Assignment | Would you please repeat the data that follows, exactly as it reads?

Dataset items
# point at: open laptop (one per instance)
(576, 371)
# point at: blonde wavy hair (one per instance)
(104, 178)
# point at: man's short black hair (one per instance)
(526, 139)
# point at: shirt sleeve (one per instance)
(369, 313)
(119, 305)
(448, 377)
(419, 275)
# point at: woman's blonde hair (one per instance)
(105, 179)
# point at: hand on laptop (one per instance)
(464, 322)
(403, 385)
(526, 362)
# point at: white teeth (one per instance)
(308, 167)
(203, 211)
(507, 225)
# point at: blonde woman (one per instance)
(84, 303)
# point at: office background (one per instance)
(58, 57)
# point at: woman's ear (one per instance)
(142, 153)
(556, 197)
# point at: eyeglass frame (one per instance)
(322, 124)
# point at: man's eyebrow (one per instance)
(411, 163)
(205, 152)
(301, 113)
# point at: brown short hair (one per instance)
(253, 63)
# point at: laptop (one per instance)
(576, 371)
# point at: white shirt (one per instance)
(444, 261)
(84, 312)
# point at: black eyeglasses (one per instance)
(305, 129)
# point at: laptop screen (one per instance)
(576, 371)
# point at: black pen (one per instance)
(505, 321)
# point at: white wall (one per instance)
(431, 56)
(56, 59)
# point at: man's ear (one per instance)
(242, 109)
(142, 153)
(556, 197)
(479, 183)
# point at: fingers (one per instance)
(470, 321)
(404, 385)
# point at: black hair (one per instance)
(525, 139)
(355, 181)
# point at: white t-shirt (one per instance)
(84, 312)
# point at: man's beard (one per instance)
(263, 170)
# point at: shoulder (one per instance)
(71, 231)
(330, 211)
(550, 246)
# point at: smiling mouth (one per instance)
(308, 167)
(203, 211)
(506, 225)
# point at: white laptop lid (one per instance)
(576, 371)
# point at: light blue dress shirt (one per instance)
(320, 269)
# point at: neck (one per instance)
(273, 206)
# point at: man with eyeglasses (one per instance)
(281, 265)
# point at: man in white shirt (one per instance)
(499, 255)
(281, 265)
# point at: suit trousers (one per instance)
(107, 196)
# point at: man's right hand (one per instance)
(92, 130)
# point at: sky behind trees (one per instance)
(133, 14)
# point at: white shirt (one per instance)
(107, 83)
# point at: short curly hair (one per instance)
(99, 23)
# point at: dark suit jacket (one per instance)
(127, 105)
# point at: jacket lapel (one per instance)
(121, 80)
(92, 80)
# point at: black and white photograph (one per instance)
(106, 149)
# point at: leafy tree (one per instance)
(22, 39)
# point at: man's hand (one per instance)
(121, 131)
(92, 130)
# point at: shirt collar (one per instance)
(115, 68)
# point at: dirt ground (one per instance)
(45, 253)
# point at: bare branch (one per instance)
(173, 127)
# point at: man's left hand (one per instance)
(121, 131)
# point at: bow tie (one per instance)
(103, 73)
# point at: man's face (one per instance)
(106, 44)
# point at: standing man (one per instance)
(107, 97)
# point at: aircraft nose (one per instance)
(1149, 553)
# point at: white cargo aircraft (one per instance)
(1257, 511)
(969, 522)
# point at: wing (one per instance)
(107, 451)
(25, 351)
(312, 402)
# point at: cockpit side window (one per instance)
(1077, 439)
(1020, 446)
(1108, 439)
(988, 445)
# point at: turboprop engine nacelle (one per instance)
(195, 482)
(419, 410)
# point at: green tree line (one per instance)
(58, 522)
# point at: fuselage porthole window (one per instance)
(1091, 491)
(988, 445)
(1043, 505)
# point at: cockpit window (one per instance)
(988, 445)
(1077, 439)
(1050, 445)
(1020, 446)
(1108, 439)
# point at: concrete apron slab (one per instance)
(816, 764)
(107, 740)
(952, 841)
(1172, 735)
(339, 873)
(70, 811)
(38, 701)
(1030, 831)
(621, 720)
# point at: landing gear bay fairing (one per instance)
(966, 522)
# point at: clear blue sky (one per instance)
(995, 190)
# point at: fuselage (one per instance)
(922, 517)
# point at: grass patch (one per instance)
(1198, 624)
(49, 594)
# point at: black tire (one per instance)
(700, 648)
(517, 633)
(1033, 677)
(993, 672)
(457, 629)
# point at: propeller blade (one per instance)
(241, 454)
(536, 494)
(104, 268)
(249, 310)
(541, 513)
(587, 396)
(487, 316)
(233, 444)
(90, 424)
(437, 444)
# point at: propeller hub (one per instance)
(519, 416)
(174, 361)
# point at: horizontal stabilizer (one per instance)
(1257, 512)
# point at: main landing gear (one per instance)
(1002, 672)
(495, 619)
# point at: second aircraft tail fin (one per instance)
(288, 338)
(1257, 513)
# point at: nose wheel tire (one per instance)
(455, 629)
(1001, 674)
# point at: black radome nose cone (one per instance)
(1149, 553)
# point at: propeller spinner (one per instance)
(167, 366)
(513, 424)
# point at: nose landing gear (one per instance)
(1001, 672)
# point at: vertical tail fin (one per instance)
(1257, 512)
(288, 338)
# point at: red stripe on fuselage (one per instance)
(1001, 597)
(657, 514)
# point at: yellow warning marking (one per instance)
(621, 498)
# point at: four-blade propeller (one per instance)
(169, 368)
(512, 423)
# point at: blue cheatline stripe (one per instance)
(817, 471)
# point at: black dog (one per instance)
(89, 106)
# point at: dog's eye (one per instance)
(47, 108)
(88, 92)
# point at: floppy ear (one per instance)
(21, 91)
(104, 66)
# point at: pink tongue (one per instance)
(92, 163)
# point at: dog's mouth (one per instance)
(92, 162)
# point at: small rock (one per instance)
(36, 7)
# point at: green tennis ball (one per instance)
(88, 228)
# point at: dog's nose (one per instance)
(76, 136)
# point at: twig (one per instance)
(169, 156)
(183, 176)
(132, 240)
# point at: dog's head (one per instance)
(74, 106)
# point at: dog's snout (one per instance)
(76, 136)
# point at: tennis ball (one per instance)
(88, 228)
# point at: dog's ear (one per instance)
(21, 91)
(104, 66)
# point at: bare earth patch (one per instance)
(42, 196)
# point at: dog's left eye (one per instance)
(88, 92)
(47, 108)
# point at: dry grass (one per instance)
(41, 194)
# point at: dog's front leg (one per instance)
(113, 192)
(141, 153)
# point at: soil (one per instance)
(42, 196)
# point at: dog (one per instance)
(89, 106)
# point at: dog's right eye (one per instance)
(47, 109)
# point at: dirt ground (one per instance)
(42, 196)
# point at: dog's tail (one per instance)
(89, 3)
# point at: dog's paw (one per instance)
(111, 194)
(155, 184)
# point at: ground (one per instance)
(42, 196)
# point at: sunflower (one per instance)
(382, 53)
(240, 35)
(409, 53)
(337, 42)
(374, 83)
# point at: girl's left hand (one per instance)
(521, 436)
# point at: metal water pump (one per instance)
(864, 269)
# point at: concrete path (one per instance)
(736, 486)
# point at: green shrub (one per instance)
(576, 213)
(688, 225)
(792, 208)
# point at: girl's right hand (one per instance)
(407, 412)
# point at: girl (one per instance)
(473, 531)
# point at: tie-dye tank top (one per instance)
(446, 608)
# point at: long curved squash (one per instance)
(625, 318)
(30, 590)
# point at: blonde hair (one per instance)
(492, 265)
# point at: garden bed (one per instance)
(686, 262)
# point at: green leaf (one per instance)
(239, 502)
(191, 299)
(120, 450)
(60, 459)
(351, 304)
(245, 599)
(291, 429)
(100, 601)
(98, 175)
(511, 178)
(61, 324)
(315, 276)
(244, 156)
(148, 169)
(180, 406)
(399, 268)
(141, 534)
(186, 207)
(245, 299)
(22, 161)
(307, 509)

Output |
# point at: open laptop (one per instance)
(576, 371)
# point at: blonde wavy hair (one per instance)
(104, 178)
# point at: man's short black hair (one per instance)
(526, 139)
# point at: shirt sleeve (one per instance)
(369, 313)
(119, 305)
(448, 377)
(419, 275)
# point at: woman's blonde hair (one per instance)
(105, 179)
# point at: hand on laptop (one per instance)
(464, 322)
(403, 385)
(526, 362)
# point at: white teeth (one per instance)
(308, 167)
(203, 211)
(507, 225)
# point at: blonde woman (one per instance)
(84, 303)
# point at: office background (one per instance)
(58, 57)
# point at: woman's ear (one per instance)
(142, 153)
(556, 197)
# point at: eyeglass frame (one per instance)
(322, 124)
# point at: man's eyebrow (one per instance)
(411, 163)
(205, 152)
(301, 113)
# point at: brown short hair (one per instance)
(253, 63)
# point at: laptop (one per instance)
(576, 371)
# point at: white shirt (one per instance)
(444, 261)
(84, 312)
# point at: black eyeglasses (one per instance)
(305, 129)
# point at: laptop screen (one per instance)
(576, 371)
# point at: black pen (one per instance)
(505, 321)
# point at: white wall (one per instance)
(431, 56)
(56, 59)
# point at: man's ear (one per instance)
(242, 109)
(142, 153)
(556, 197)
(479, 183)
# point at: fingers (one per instance)
(470, 321)
(404, 385)
# point at: black hair (one per instance)
(525, 139)
(355, 181)
# point at: white t-shirt (one per instance)
(84, 312)
# point at: man's beard (one per instance)
(263, 170)
# point at: shoulder (one per instance)
(71, 231)
(330, 211)
(550, 246)
# point at: smiling mouth (one per instance)
(308, 167)
(203, 211)
(506, 225)
# point at: white laptop lid (one per instance)
(576, 371)
# point at: light blue dress shirt (one per instance)
(320, 269)
# point at: neck (one per instance)
(273, 206)
# point at: man with eyeglasses (one per instance)
(281, 265)
# point at: man in white shirt (one per instance)
(499, 255)
(281, 265)
# point at: suit trousers (one per instance)
(107, 196)
# point at: man's right hand (one per instance)
(92, 130)
# point at: sky behind trees (one per instance)
(133, 14)
# point at: white shirt (one per instance)
(107, 83)
# point at: short curly hair (one per instance)
(99, 23)
# point at: dark suit jacket (one per instance)
(127, 105)
# point at: jacket lapel (one per instance)
(121, 80)
(92, 80)
# point at: black and white photograph (one per instance)
(106, 149)
# point at: leafy tree (one per instance)
(22, 39)
# point at: man's hand (one per instance)
(121, 131)
(92, 130)
# point at: shirt collar (one per instance)
(115, 68)
# point at: dirt ground (one per instance)
(45, 253)
# point at: bare branch (one per instance)
(173, 127)
# point at: man's left hand (one per instance)
(121, 131)
# point at: bow tie (one per instance)
(103, 73)
# point at: man's face (one per instance)
(106, 44)
# point at: standing man (one per instance)
(107, 97)
# point at: aircraft nose (one per instance)
(1149, 553)
# point at: white cargo aircraft (one per instance)
(1257, 511)
(969, 522)
# point at: wing (one per instance)
(107, 451)
(25, 351)
(312, 402)
# point at: cockpit side window (one per instance)
(1077, 439)
(1020, 446)
(1108, 439)
(988, 445)
# point at: turboprop engine nacelle (one per instance)
(195, 482)
(419, 410)
# point at: green tree line (one per instance)
(58, 522)
# point at: fuselage porthole window (one per instance)
(1091, 491)
(988, 445)
(1043, 505)
# point at: cockpit window (one per instance)
(988, 445)
(1077, 439)
(1050, 445)
(1020, 446)
(1108, 439)
# point at: concrete apron slab (one per instance)
(816, 764)
(107, 740)
(952, 841)
(1172, 735)
(339, 873)
(70, 811)
(38, 701)
(1030, 831)
(621, 720)
# point at: landing gear bay fairing (one per instance)
(966, 522)
# point at: clear blue sky (one per instance)
(995, 190)
# point at: fuselage (one per instance)
(922, 517)
# point at: grass patch (one per instance)
(1198, 624)
(49, 594)
# point at: black tire (one per instance)
(700, 648)
(517, 633)
(1033, 677)
(993, 672)
(457, 629)
# point at: propeller blade (one per instance)
(241, 454)
(536, 494)
(104, 268)
(249, 310)
(541, 513)
(587, 396)
(487, 316)
(233, 444)
(90, 424)
(437, 444)
# point at: propeller hub (one per instance)
(519, 416)
(174, 361)
# point at: horizontal stabilizer (one per instance)
(1257, 512)
# point at: main landing gear (one per instance)
(1002, 672)
(495, 619)
# point at: second aircraft tail fin (one per instance)
(288, 338)
(1257, 513)
# point at: nose wheel tire (one per instance)
(455, 629)
(1001, 674)
# point at: black radome nose cone (one per instance)
(1149, 553)
# point at: propeller spinner (one per instance)
(167, 366)
(513, 424)
# point at: nose landing gear (one per instance)
(1001, 672)
# point at: vertical tail fin (one per instance)
(1257, 512)
(288, 338)
# point at: red stripe on fuselage (one per instance)
(1001, 597)
(657, 514)
# point at: yellow warning marking (one per instance)
(621, 498)
# point at: four-blade propeller (one per instance)
(169, 368)
(512, 423)
# point at: blue cheatline stripe (one per instance)
(817, 471)
# point at: black dog (one per instance)
(89, 106)
# point at: dog's eye (one per instance)
(47, 108)
(88, 92)
# point at: floppy ear (one per instance)
(21, 91)
(104, 66)
# point at: pink tongue (one per instance)
(92, 163)
# point at: dog's mouth (one per instance)
(92, 162)
# point at: small rock (one per instance)
(36, 7)
# point at: green tennis ball (one per instance)
(88, 228)
# point at: dog's nose (one per instance)
(76, 136)
# point at: twig (one per instance)
(169, 156)
(183, 176)
(132, 240)
# point at: dog's head (one per instance)
(74, 106)
# point at: dog's snout (one per instance)
(76, 136)
# point at: tennis ball (one per instance)
(88, 228)
# point at: dog's ear (one per instance)
(21, 91)
(104, 66)
# point at: bare earth patch (one per instance)
(42, 196)
# point at: dog's left eye (one per instance)
(88, 92)
(47, 108)
# point at: dry grass (one per instance)
(41, 194)
# point at: dog's front leg (one per instance)
(113, 192)
(141, 153)
# point at: soil (one per instance)
(42, 196)
# point at: dog (one per instance)
(89, 106)
# point at: dog's right eye (one per instance)
(47, 109)
# point at: dirt ground (one per instance)
(42, 196)
# point at: dog's tail (one per instance)
(89, 3)
# point at: dog's paw (one per instance)
(111, 194)
(155, 184)
# point at: ground (one per instance)
(42, 196)
# point at: sunflower (one per instance)
(382, 53)
(240, 35)
(409, 53)
(337, 42)
(374, 83)
# point at: girl's left hand (one per instance)
(521, 436)
# point at: metal water pump (one per instance)
(864, 269)
# point at: concrete path (one per instance)
(736, 486)
# point at: green shrub (one per instance)
(576, 213)
(688, 225)
(792, 208)
# point at: girl's right hand (one per instance)
(407, 412)
# point at: girl (one per instance)
(473, 531)
# point at: tie-dye tank top (one per instance)
(446, 608)
# point at: long curved squash (one per instance)
(625, 318)
(30, 590)
# point at: blonde hair (one per instance)
(492, 265)
# point at: garden bed (one per instance)
(686, 262)
# point at: green leaf (one per instance)
(239, 502)
(191, 299)
(120, 450)
(60, 459)
(351, 304)
(245, 599)
(291, 429)
(100, 601)
(98, 175)
(511, 178)
(61, 324)
(315, 276)
(244, 156)
(148, 169)
(180, 406)
(399, 268)
(141, 534)
(186, 207)
(245, 299)
(22, 161)
(307, 509)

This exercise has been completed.